Page extract:
EVERETT — Police captured a man in Tacoma late Saturday afternoon who called himself “the son of Satan” — a day after he walked away from Western State Hospital.
Authorities were concerned the Everett man, convicted arsonist Jonathan D. Wilson, 26, would head toward Snohomish County.
He had previously threatened his Everett community corrections officer multiple times, said Department of Corrections spokesman Chad Lewis.
He also threatened a mental health case manager who worked in Marysville, according to a bulletin prepared for law enforcement.
Wilson developed an infatuation for his mental health case manager and when she didn’t return his affections, he threatened to bomb her office, according to the bulletin.
He then broke the windows out of the woman’s vehicle and lit the car on fire with a Molotov cocktail. When firefighters showed up, he started lobbing rocks at them.
The bulletin also said Wilson suffers from “dramatic mood swings, paranoia” and can sometimes become grandiose. He has told others that he is “the son of Satan” and that Satan has sanctioned him to kill people at random.
“He may suffer from hallucinations that increase his agitation, and he should be approached with caution,” according to the bulletin. It also said he had repeatedly threatened that he planned to “finish the job” against his case manager.
Thomas Shapley, a spokesman for the Department of Social and Health Services, said he did not believe the patient was a danger to the public. The DSHS operates Western State Hospital at Lakewood.
Later, he said questions about any threats Wilson may have made needed to be directed to the Department of Corrections.
Wilson was convicted of second-degree arson and sentenced to community supervision in 2008.
After serving his term, he was placed at the Monroe Correctional Facility on a probation violation and was later released to a Snohomish County Evaluation and Treatment Center. From there, he was placed on an involuntary civil commitment Jan. 18 at Western Hospital for a term of up to 90 days.
He has family in Mukilteo, but the state lists his last known address as homeless in Everett.
Shapley said he can’t talk about specific patients — or even confirm Wilson as a patient. He did acknowledge that a patient “walked away” from a group of other patients who had been given recreational access to the gym Friday. The group of patients was being supervised by one hospital staff member.
The hospital doesn’t consider what happened “escape” because the patient had not been criminally committed.
“He had gone through therapy and achieved a level of privileges that allowed him to be on the grounds out of his ward in the company of staff,” Shapley said. “They were at the gym and he slipped out the door.”
In a prepared statement, DSHS said the patient had been “receiving intensive psychiatric treatment at the hospital and making substantial progress with lessening his mental health symptoms. He was assessed by his multidisciplinary treatment team to be ready for escorted off-ward privileges.”
All security protocols were followed, according to the statement. Nevertheless, the department’s secretary, Susan Dreyfus, ordered a review of the incident.
Shapley said Wilson is now in jail.
“He’s not going back to Western State now,” he said.
After the Department of Corrections learned Wilson had walked away from the hospital, they alerted staff at the Everett field office and other law enforcement agencies. The Marysville case manager was also alerted.
Lewis said the incident underscores how dangerous the work of officers is — and not just those who serve inside prisons.
“Since Officer Jayme Biendl was killed, there was a lot of focus on safety in prisons,” he said. “It’s also dangerous work when you supervise offenders out in the community.”

Supplied information:
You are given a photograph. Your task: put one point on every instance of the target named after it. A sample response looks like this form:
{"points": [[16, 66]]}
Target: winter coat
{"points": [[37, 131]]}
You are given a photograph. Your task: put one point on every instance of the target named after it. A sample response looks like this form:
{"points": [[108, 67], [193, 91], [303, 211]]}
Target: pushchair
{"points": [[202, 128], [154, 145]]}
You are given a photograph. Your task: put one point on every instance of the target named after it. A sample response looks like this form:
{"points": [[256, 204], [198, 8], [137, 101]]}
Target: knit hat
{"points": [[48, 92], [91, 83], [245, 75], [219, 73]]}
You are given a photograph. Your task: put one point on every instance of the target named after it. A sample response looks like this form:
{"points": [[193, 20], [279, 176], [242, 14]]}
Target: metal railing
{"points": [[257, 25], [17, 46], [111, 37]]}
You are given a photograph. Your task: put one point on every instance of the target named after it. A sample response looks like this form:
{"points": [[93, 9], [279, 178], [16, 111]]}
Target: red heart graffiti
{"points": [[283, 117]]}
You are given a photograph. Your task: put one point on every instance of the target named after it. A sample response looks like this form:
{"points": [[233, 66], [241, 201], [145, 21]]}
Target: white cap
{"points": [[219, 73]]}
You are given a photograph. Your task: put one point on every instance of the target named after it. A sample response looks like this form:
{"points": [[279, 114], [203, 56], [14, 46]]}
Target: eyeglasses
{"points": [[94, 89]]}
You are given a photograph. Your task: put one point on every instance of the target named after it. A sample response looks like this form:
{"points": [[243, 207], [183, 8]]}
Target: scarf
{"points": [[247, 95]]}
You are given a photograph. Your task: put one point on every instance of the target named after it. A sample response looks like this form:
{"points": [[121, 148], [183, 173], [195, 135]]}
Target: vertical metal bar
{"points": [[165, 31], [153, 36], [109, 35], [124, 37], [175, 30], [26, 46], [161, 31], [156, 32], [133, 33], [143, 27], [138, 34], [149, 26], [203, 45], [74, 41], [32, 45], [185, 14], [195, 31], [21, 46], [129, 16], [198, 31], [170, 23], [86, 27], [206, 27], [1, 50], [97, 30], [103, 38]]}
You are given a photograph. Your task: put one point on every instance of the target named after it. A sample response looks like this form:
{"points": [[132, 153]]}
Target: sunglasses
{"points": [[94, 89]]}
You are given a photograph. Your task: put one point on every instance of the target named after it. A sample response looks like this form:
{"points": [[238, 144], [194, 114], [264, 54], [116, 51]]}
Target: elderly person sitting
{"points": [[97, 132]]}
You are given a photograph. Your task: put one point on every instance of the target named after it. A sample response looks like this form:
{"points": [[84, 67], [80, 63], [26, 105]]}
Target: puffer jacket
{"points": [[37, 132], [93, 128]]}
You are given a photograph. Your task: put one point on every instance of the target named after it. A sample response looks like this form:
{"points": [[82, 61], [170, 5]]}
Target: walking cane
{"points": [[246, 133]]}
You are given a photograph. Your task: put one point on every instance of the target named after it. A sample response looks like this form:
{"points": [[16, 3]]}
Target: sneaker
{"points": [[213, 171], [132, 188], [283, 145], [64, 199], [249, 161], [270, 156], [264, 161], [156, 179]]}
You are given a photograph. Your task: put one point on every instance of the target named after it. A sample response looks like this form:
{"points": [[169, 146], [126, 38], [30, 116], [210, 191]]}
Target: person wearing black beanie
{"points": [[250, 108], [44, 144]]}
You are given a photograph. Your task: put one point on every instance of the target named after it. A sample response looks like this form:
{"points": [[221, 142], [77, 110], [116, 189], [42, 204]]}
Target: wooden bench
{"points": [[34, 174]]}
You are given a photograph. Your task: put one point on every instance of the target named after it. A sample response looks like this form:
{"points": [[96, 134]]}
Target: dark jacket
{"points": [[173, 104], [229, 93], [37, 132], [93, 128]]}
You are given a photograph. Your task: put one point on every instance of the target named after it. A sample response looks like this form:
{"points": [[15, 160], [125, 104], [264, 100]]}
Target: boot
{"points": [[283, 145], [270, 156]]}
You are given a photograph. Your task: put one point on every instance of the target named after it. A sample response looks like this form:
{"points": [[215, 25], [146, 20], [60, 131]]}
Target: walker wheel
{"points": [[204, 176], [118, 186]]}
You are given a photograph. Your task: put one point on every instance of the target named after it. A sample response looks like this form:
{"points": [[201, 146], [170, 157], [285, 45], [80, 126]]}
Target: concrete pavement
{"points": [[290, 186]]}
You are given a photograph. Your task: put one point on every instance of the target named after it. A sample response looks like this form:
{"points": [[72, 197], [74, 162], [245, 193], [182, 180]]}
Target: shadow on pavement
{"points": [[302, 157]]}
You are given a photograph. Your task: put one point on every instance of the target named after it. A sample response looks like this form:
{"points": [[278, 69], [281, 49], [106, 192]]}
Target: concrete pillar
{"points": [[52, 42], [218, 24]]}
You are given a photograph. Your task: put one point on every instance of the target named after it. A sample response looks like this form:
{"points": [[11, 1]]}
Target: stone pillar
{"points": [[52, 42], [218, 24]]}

Instructions:
a - In the article about the Western State Hospital walkaway, why does the hospital not treat what happened as an "escape"? Answer in one to three sentences.
b - Do these statements agree with the article about the Western State Hospital walkaway? Answer yes or no for each, quoting the words of the article that decide it.
(i) Wilson was sentenced to community supervision in 2008.
(ii) Two hospital staff members supervised the group of patients at the gym.
(iii) Shapley said Wilson would be returned to Western State.
c - Reproduce the stretch of the article about the Western State Hospital walkaway from "Later, he said" through "homeless in Everett.".

Solutions to the problems:
a - The hospital does not treat it as an escape because the patient had not been criminally committed.

b -
(i) Yes: "Wilson was convicted of second-degree arson and sentenced to community supervision in 2008."
(ii) No: "The group of patients was being supervised by one hospital staff member."
(iii) No: "He’s not going back to Western State now"

c -
Later, he said questions about any threats Wilson may have made needed to be directed to the Department of Corrections.
Wilson was convicted of second-degree arson and sentenced to community supervision in 2008.
After serving his term, he was placed at the Monroe Correctional Facility on a probation violation and was later released to a Snohomish County Evaluation and Treatment Center. From there, he was placed on an involuntary civil commitment Jan. 18 at Western Hospital for a term of up to 90 days.
He has family in Mukilteo, but the state lists his last known address as homeless in Everett.